Requirement A: In the rows below, copy out the stretch from the line containing "Mark each instance of the bush" through the end of the rows, requests included, and multiply every answer point coordinate by 1.35, rounding to whole numbers with halves rounded up. Leave the requests and their sample coordinates unchanged.

What is shown is fairly typical with Krag cartridges loaded in the teens and up through the 1920’s. (The WW1 contract rounds and most of the Sub-caliber rounds). These are loaded with the powders of the day, the early IMR’s and so forth, and I think this is where the problem arises. These powders in many cases were not made properly and, as has been stated, break down with time. However, Krag cartridges made in the 1890’s up through 1909 seem to exibit no problems like this, even though many have the typical cracked neck…These were loaded with many powders, including DuPont, Peyton, W-A 30 Cal, Laflin & Rand and others…



Doc AV,

Good info and thank you for sharing.


Do you as a rule pull and dump the Krags from the problem years without signs of breakdown or do you wait until it’s obviously needed?

Has anyone compiled a checklist of the collectibles that tend to “go green” and need extra attention?



Are there differences in the primers used in the “likely to go bad” Krag years compared to the “relatively stable” period?

Requirement B: Summarize the Krag cartridge passage in two sentences.

Given records:

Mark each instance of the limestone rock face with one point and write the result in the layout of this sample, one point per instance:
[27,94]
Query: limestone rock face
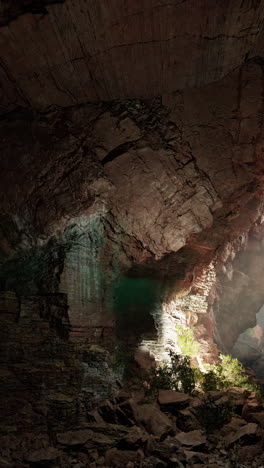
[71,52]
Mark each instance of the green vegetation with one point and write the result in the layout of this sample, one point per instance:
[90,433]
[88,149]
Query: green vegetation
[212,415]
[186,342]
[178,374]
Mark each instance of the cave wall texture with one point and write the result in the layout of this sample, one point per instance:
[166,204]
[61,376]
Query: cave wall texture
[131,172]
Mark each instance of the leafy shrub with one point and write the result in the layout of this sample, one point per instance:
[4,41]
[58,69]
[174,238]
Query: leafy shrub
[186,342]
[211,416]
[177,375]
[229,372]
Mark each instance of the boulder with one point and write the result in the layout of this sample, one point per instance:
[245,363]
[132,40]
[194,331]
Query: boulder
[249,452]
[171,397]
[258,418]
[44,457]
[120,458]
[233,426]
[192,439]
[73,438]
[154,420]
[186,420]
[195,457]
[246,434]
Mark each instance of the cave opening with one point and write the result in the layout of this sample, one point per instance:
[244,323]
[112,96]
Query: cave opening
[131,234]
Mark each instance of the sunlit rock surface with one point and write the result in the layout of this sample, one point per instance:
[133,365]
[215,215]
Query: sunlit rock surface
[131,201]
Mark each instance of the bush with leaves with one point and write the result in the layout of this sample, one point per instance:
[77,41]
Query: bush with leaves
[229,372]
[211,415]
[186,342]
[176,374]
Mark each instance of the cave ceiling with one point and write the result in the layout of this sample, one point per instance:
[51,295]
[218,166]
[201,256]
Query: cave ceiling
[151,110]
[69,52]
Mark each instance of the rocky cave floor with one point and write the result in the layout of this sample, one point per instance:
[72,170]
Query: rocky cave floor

Exercise solution A:
Mark each instance of the bush with leaves with one point and write the result in the layout of this sample, one point per instance:
[77,41]
Query: bush with leaves
[309,502]
[285,560]
[251,462]
[238,505]
Mark each instance of the cave ceiling with one point and write the result in the layout of this sample, one point per instance:
[51,295]
[218,166]
[201,256]
Query: cave ceiling
[204,149]
[93,70]
Mark each instance of the rocky cave floor with one point and write the result in the layout of this sample, one point per instance:
[72,170]
Query: rocky cave floor

Exercise solution B: Krag cartridges loaded from the teens through the 1920s were loaded with the powders of that era, such as the early IMRs, which the writer believes were often not made properly and break down with time, while cartridges made from the 1890s through 1909 seem to show no such problems. A reply to Doc AV asks whether he pulls and dumps Krags from the problem years before signs of breakdown, whether anyone has compiled a checklist of collectibles that tend to "go green," and whether the primers differed between the "likely to go bad" years and the "relatively stable" period.